The exercise:
Write out the listing below word for word, leaving out the pictures.

Records supplied:

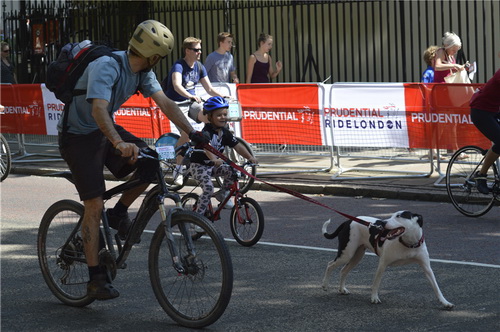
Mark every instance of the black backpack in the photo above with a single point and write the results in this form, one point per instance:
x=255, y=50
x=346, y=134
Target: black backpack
x=74, y=58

Final result:
Mark every instance of the black backpack in the photo above with a single point and write the results in this form, one point per instance:
x=255, y=50
x=346, y=134
Target: black backpack
x=74, y=58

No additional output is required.